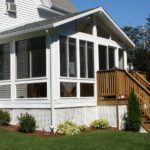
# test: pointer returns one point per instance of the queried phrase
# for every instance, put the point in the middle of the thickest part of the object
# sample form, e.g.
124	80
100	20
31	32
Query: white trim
28	81
99	9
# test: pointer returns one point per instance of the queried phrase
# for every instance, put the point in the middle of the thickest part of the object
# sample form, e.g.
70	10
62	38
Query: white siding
26	12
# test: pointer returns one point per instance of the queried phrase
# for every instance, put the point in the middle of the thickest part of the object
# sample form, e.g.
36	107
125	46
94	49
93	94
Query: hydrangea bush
99	124
68	128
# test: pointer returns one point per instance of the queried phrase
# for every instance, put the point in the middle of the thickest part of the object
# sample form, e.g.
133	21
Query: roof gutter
26	31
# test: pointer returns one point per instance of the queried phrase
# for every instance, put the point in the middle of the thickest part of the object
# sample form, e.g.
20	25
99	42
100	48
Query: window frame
68	57
86	59
30	59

# Description of the task
All records should be output exactly, with the pictures left out.

# Result of this exercise
# test: pointer returns one point per instance of the queried phrase
# for every instance, put the point in the middle of the thickest part of the object
# sample form, e.g.
124	80
100	20
31	32
Query: white trim
28	81
99	9
# test: pointer returns one point per instance of the queried phrase
# for every instance, put the point in the middle of the thickest part of the object
# sample form, e.g.
70	10
62	38
Query: white siding
26	12
# test: pointer returns one point per instance of the queried phrase
# for every instance, put the point in the middle of the thickest part of the object
# sample form, e.g.
36	107
125	46
94	49
93	94
Query: hydrangea bush
99	124
68	128
# test: pointer returns one point per instance of the queried phrase
# for every instance, put the point in the middle of the thickest part of the object
# sample form, e.g.
133	21
Query: roof gutter
26	31
# test: pointer returns one point per instance of the queried phrase
# for every instance, put the point in the middle of the thickest part of the object
# sample form, e.g.
20	25
99	42
100	48
Query: window frame
68	57
86	59
30	59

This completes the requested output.